DOCUMENT EXCERPT:

────────

Le 21/05/2026 à 11:59, Paul Gevers a écrit :
Le 15/05/2026 à 07:02, Stéphane Glondu a écrit :
Trying the resulting ben on respighi, I faced a regression with
projectb import, which I fixed in ben 1.20. The resulting binaries can
be found in:

   https://ocaml.debian.net/backports/20260514/repo/pool/ben/

I've just uploaded ben 1.21 to unstable, and also compiled it in the repo above.

Can you maybe upload it to oldstable-backports-sloppy (and in preparation for future upgrades of respighi to stable-backports) once it migrate to enable us to just ask DSA to install it from there?

As said in my initial report, the toolchain and/or library stack changed too much for unstable's ben to be built in bookworm (or trixie). It is just easier for me to rebuild unstable's OCaml world in $ANY_SUITE. Due to the static nature of OCaml linking, executables usually don't need OCaml runtime libraries on so-called "native" architectures (which amd64 is). (Ben is peculiar as it uses plugins as "templates".)

────────

WRITTEN TASK 1: In the email, which version of ben was uploaded to unstable?
The email and the rows come from unrelated sources.

Some rows
────────

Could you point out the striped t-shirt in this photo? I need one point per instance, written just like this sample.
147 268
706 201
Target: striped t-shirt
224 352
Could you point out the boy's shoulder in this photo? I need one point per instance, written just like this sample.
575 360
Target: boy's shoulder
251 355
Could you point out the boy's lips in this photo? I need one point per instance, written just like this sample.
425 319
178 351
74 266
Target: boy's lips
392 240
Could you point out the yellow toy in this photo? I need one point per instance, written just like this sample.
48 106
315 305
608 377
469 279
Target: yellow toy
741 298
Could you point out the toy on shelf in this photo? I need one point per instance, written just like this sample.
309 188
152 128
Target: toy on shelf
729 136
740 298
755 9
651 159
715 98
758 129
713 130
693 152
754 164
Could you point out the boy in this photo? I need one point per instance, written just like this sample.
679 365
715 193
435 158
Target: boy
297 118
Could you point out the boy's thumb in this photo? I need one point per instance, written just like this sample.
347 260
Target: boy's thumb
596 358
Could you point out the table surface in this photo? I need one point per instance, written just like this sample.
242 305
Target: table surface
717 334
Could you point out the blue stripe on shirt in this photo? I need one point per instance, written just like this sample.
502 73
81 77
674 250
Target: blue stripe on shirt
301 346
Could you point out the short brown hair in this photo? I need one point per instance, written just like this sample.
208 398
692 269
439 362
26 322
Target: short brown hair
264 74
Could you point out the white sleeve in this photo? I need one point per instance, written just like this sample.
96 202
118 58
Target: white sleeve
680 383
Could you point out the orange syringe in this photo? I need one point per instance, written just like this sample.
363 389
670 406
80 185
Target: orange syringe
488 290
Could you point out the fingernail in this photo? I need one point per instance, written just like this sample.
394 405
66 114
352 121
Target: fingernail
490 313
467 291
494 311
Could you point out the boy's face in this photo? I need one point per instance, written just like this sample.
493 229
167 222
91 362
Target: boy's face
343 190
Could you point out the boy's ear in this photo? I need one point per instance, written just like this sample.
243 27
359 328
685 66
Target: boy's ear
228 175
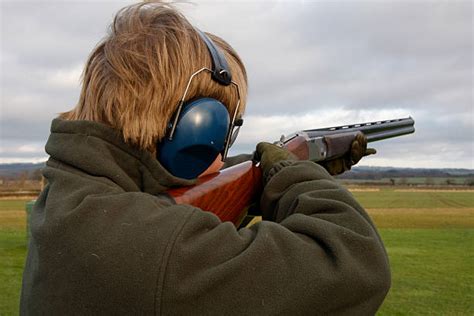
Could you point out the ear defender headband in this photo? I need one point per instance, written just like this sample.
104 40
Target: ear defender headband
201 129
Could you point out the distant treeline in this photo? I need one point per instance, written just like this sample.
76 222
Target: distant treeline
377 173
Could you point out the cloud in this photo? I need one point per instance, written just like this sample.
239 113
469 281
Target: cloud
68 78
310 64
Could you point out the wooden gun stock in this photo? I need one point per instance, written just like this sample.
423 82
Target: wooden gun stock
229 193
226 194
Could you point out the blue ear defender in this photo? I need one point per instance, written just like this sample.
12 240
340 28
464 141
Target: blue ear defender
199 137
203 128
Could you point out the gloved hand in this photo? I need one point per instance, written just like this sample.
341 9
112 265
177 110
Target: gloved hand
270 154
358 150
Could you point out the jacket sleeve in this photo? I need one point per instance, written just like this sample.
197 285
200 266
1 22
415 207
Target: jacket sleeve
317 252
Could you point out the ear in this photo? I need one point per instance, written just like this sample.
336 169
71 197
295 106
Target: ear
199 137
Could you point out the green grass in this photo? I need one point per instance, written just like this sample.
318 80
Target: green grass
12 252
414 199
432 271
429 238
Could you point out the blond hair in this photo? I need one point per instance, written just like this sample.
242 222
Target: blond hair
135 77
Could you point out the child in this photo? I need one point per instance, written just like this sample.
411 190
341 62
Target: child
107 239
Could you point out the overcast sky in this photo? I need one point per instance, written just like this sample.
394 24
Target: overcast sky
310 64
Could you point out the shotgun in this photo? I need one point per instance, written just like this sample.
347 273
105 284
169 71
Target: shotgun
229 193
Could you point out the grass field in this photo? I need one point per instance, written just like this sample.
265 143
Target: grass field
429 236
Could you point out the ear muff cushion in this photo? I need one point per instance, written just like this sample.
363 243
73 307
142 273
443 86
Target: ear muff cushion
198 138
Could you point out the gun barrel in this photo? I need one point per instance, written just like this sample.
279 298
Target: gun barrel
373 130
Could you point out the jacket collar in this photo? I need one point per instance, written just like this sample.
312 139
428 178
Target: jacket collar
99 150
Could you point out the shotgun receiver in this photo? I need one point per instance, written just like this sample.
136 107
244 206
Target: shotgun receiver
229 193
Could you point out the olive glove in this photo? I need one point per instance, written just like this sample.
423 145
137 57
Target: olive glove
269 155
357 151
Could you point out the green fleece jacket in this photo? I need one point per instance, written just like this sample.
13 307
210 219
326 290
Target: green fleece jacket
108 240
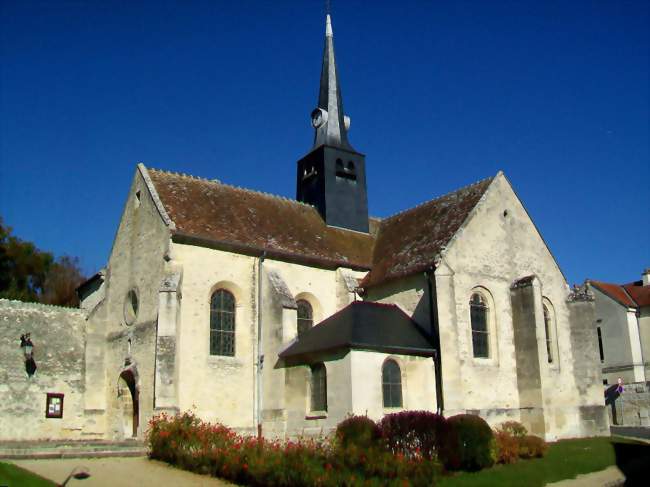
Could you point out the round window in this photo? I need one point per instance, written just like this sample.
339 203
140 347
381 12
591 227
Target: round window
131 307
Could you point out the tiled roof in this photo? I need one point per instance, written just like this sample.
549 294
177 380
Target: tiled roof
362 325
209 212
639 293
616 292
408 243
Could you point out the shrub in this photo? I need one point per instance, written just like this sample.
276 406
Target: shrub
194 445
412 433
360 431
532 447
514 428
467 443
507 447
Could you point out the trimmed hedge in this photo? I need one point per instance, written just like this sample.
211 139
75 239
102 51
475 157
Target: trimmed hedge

────────

WRITTEN TASK 2: Please copy the rows word for word, starting with the line that contains "Could you point out the shrub" and going on through the last of the rows.

REPLY 1: Ben 1.21 was uploaded to unstable.

REPLY 2:
Could you point out the shrub in this photo? I need one point per instance, written just like this sample.
276 406
Target: shrub
194 445
412 433
360 431
532 447
514 428
467 443
507 447
Could you point out the trimmed hedge in this photo? I need one point per instance, written just like this sample.
211 139
75 239
102 51
475 157
Target: trimmed hedge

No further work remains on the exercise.